--- DATA FOR PROCESSING ---
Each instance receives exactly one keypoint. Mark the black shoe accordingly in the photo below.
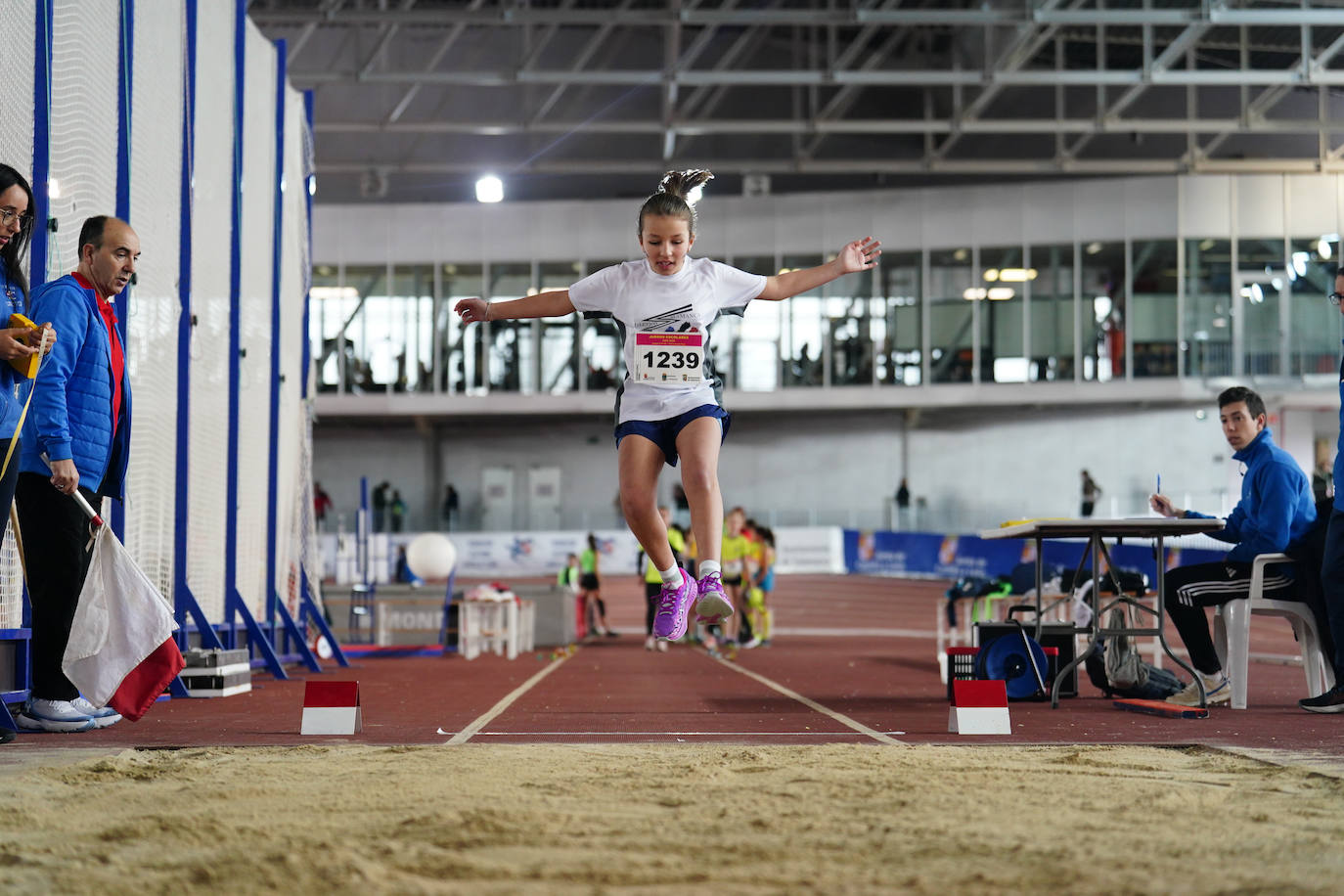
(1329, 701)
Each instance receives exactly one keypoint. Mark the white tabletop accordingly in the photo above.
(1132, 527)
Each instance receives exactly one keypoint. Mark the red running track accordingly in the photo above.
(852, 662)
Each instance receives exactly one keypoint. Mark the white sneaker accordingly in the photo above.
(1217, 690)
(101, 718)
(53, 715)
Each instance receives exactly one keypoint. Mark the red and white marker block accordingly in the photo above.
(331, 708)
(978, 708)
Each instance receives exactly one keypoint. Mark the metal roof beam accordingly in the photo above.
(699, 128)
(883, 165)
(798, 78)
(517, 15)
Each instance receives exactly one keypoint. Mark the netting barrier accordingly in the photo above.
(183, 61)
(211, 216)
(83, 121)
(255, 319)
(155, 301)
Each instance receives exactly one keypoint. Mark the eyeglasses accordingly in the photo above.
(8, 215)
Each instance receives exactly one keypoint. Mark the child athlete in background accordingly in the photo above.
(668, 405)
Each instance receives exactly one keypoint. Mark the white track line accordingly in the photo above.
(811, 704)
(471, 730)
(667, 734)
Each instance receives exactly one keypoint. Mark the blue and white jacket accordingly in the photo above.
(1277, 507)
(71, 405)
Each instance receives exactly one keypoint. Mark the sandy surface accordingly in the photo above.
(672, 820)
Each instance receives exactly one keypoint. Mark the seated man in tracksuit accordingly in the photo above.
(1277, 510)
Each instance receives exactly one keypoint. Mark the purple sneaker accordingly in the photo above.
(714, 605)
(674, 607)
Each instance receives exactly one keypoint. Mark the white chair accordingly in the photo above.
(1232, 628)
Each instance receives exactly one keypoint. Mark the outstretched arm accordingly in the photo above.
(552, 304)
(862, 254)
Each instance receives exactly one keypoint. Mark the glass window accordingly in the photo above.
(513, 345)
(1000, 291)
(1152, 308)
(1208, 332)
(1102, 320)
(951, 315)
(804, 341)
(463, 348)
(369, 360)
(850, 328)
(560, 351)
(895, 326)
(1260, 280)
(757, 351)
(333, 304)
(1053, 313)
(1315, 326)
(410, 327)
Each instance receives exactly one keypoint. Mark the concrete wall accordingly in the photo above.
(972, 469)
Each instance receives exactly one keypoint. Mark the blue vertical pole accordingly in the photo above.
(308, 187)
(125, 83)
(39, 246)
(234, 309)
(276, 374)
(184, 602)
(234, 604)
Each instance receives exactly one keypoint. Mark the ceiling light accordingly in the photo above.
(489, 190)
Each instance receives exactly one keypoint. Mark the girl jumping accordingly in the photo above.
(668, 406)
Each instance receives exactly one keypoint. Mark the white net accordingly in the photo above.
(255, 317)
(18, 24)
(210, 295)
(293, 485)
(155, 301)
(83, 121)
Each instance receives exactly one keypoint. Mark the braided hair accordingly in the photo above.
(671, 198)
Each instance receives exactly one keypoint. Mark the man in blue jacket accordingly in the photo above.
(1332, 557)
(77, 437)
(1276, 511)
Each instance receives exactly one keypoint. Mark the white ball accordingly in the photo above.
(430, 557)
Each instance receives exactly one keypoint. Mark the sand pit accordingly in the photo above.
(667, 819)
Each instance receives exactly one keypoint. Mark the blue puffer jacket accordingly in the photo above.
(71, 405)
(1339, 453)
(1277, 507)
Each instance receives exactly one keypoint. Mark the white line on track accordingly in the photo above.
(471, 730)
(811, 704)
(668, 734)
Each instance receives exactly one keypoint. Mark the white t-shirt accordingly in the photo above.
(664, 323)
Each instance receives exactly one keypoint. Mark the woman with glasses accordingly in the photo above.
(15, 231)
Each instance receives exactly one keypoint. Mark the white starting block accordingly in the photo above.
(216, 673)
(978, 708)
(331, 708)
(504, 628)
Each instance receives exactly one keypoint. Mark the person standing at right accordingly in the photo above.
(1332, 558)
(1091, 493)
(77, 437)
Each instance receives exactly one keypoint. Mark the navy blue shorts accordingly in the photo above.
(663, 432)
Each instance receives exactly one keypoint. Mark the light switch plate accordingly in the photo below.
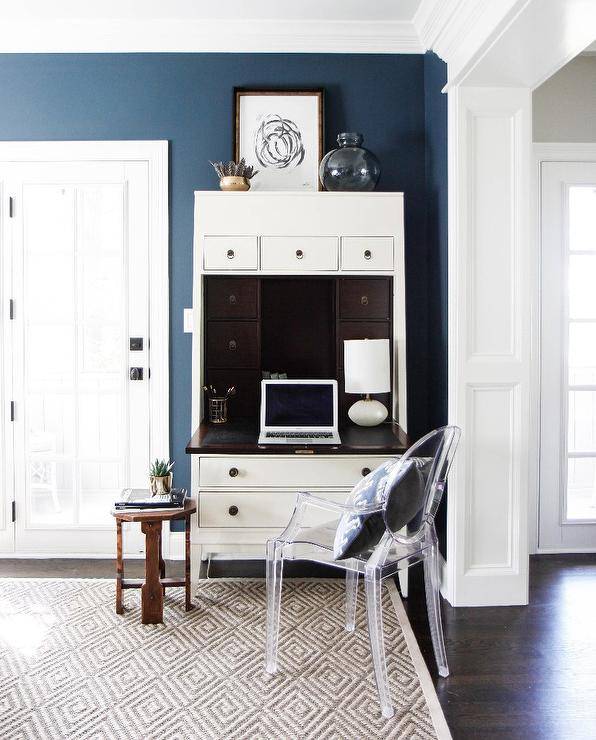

--- WRITTEN TASK ---
Copy every one of the rows above word for word. Leave the pictures out of your copy.

--- TASK OUTPUT ---
Each instance receives exactly one keypoint. Mark the black shoe accordingly in the photo below.
(1329, 701)
Each instance receives exactly one keypoint. Mark the white tabletop accordingly in the photo above.
(1132, 527)
Each instance receives exactly one keypoint. Mark the red running track accordingly in the photo above.
(852, 662)
Each instance receives exactly one keypoint. Mark the white sneaker accordingly in the photo above.
(1217, 690)
(101, 718)
(53, 715)
Each instance receives exactly one keypoint. Mark the red and white marker block accordingly in the photo above.
(331, 708)
(978, 708)
Each instance receives exactly one keypoint. Mark the metal roof beam accordingly in the photo above.
(699, 128)
(883, 165)
(798, 78)
(517, 15)
Each instance receives exactly one keypoint. Mark the netting barrier accordingly in the photo above.
(183, 61)
(211, 216)
(83, 121)
(255, 319)
(155, 301)
Each instance receives exactly one keypoint. Mark the eyeglasses accordingly in the photo above.
(8, 215)
Each instance receives exactly one keypoint. Mark the child athlete in background accordingly in the photo above.
(668, 405)
Each instance receives exactly one keypoint. Mark the white track line accordingly in the photo above.
(811, 704)
(471, 730)
(667, 734)
Each instance receives exactly one keypoint. Mark the blue and white jacket accordingly in the photo above.
(1277, 507)
(71, 405)
Each instance receives exactly one keypoint. Mark the sandy surface accordingly in the photo above.
(672, 820)
Each instance receives exactly one keypoint. Mark the seated man in tracksuit accordingly in the photo above.
(1277, 510)
Each instance receives exactly one keypoint. Mark the purple sneaker accordingly in the photo above.
(714, 605)
(674, 607)
Each instance receives exactly one keypoint. Mark the white chair accordingly in the photo above.
(1232, 628)
Each instance receives exactly one keypoint. Mark the outstretched arm accordingly in the photo above.
(552, 304)
(862, 254)
Each instance receives exactly one keypoint. Mark the glass window accordingly in the photo above.
(513, 345)
(1000, 291)
(1152, 308)
(1208, 332)
(1102, 320)
(951, 315)
(804, 341)
(463, 348)
(369, 360)
(850, 328)
(560, 351)
(895, 326)
(1260, 280)
(757, 351)
(333, 304)
(1053, 313)
(1315, 326)
(410, 327)
Each instance receives exactly one keypoint. Mark the concrete wall accordingly in the photo above.
(972, 469)
Each instance receives exactly one keypoint. Mark the blue vertical pole accordingly in the photo above.
(308, 187)
(125, 83)
(39, 246)
(234, 309)
(276, 374)
(184, 602)
(234, 604)
Each instance receives exactly one keypoint. Mark the ceiling light accordingly in the photo above.
(489, 190)
Each instance receives exactly one keypoint. Mark the girl jumping accordingly in the photo above.
(668, 406)
Each instance receives exactly one keypoint. Mark the white net accordingly in the photo above.
(255, 317)
(18, 24)
(210, 295)
(293, 485)
(155, 301)
(83, 121)
Each instance receives exactly one keypoint. Mark the braided hair accordingly in the photo above.
(671, 198)
Each instance receives exactly one keypoint. Mark the man in blue jacket accordingly in the photo above.
(1332, 557)
(77, 437)
(1276, 511)
Each instance receives exactly one keypoint. Mark the white ball accordingly in the photo above.
(430, 557)
Each instance receives exactly one keypoint. Mark the sand pit accordingly in the photo above.
(667, 819)
Each instance receives exactly one keypoint. Mark the blue puffer jacket accordingly in the photo above.
(71, 405)
(1339, 453)
(1277, 507)
Each instance receives exactly one keypoint. Mark the white line on track accordingly in the photo above.
(471, 730)
(811, 704)
(668, 734)
Each instance receives exactly one keypoint. Mark the white t-shirt accordingly in the photo above.
(664, 323)
Each instance receives exactly one keypoint. Mark the woman with glasses accordingly in the photo above.
(15, 231)
Each instance receives exactly one keypoint. Mark the white starting block accordingly in the photo above.
(216, 673)
(978, 708)
(331, 708)
(504, 628)
Each instance receives exactly one keypoint. Mark the person standing at right accordingly in the photo above.
(1332, 558)
(1091, 493)
(77, 437)
Each instance receives exactly one keypoint. Mark the navy blue shorts accordingly in the photo above.
(663, 432)
Each instance receives exactly one keypoint. Mark the light switch plate accordingly in the photo below.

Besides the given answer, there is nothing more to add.